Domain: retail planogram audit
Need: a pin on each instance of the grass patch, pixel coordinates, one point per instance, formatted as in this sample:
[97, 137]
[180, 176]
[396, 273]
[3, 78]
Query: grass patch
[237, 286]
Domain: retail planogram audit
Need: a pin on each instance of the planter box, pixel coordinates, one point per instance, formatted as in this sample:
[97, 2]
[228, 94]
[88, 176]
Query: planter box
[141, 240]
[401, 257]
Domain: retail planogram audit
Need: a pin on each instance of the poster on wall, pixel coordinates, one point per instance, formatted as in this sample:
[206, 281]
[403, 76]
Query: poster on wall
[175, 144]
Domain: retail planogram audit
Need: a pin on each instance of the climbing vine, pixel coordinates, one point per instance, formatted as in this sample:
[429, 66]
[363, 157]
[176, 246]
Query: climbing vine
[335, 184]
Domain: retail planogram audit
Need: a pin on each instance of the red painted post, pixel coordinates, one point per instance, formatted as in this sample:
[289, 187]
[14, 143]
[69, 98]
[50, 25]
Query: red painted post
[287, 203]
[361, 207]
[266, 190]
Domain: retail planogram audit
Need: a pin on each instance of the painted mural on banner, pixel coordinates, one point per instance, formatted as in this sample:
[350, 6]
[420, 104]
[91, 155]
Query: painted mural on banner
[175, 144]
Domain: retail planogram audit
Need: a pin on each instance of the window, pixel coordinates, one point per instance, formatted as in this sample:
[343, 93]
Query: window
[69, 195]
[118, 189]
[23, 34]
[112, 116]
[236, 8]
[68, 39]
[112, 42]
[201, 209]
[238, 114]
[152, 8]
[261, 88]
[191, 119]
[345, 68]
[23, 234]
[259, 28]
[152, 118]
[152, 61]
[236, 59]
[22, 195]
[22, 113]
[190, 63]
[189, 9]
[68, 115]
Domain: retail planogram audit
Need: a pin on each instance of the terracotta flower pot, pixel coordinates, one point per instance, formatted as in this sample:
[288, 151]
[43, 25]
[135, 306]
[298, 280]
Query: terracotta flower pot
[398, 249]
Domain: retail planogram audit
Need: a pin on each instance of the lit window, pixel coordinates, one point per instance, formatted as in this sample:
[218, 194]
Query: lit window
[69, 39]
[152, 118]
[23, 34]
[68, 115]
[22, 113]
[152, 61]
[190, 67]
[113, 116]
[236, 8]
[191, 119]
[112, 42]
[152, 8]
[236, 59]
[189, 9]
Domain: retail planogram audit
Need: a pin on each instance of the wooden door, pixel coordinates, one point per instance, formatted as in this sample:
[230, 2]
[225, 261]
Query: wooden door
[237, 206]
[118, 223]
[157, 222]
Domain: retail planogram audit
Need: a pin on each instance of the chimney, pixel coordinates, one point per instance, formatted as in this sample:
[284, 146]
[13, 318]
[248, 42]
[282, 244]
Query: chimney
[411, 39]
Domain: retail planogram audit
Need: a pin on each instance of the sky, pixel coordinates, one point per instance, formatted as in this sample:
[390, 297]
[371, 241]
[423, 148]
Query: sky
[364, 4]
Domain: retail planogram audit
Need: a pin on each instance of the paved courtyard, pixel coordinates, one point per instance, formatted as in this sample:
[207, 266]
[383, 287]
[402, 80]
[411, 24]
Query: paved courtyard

=-=-=

WHAT YOU HAVE TO DO: Return each entry from the material above exactly as it appears.

RESULT OF THIS TASK:
Domain: retail planogram audit
Need: a pin on each instance of the grass patch, pixel coordinates, one point per instance, formatted as in this sample:
[97, 137]
[180, 176]
[396, 273]
[3, 78]
Query: grass patch
[237, 286]
Domain: retail planogram audit
Need: a pin on each instance of the planter box, pixel coordinates, one point per instance, formatted as in this sample:
[97, 2]
[228, 94]
[88, 176]
Query: planter box
[141, 240]
[401, 257]
Domain: retail planogram audit
Need: a pin on each instance of the poster on wall, pixel coordinates, one point per instance, formatted as in this sample:
[206, 281]
[403, 76]
Query: poster on wall
[175, 144]
Domain: retail planogram audit
Need: a pin on each instance of the climbing vine, pixel coordinates, one point per instance, formatted as in this sample:
[429, 66]
[363, 157]
[176, 246]
Query: climbing vine
[335, 184]
Domain: retail planogram audit
Need: a pin on each instance of the red painted post, pixel coordinates, one point per instance, formatted as in this sample:
[289, 187]
[14, 143]
[69, 98]
[50, 25]
Query: red painted post
[287, 203]
[361, 207]
[266, 190]
Domain: retail planogram audit
Need: a pin on each instance of the painted mural on banner, pixel coordinates, one point per instance, formatted as in this sample:
[350, 6]
[420, 104]
[91, 155]
Query: painted mural on banner
[175, 144]
Domain: retail planogram audit
Need: a pin on each instance of the window, pixel coordinates, one point per instance, formatted as in this sample:
[343, 93]
Query: window
[69, 195]
[118, 189]
[23, 34]
[112, 116]
[236, 8]
[68, 39]
[112, 42]
[201, 209]
[238, 114]
[152, 8]
[261, 88]
[191, 119]
[345, 68]
[23, 234]
[259, 28]
[152, 118]
[152, 61]
[236, 59]
[22, 195]
[22, 113]
[190, 63]
[189, 9]
[68, 115]
Domain: retail planogram audit
Need: a pin on each instance of the terracotta flower pot, pixel coordinates, one point per instance, formatted as in this sample:
[288, 151]
[43, 25]
[135, 306]
[298, 280]
Query: terracotta flower pot
[398, 249]
Domain: retail planogram audit
Need: a pin on each instance of the lit window, pixel coordinates, one point per instance, formatted as in this sample:
[218, 194]
Query: lit window
[69, 39]
[152, 118]
[23, 34]
[68, 115]
[22, 113]
[152, 61]
[190, 67]
[113, 116]
[236, 8]
[191, 119]
[112, 42]
[152, 8]
[236, 59]
[189, 9]
Domain: retail planogram audit
Need: a pin on each instance of the wooden door, pixel coordinates, one point per instance, formatted as in this sample:
[230, 2]
[225, 261]
Query: wooden door
[237, 206]
[118, 223]
[157, 222]
Domain: retail planogram audit
Need: a pin on each instance of the chimney, pixel coordinates, one point per instance, formatted as in this sample:
[284, 146]
[13, 318]
[248, 42]
[282, 244]
Query: chimney
[411, 39]
Domain: retail planogram audit
Need: a pin on each instance of the sky, pixel coordinates, one point per instance, formatted as in this sample:
[390, 297]
[371, 241]
[423, 148]
Query: sky
[364, 4]
Domain: retail planogram audit
Need: a pin on each instance of the paved courtyard, pixel coordinates, one point per instance, formatted as in this sample:
[207, 266]
[383, 287]
[402, 80]
[411, 24]
Query: paved courtyard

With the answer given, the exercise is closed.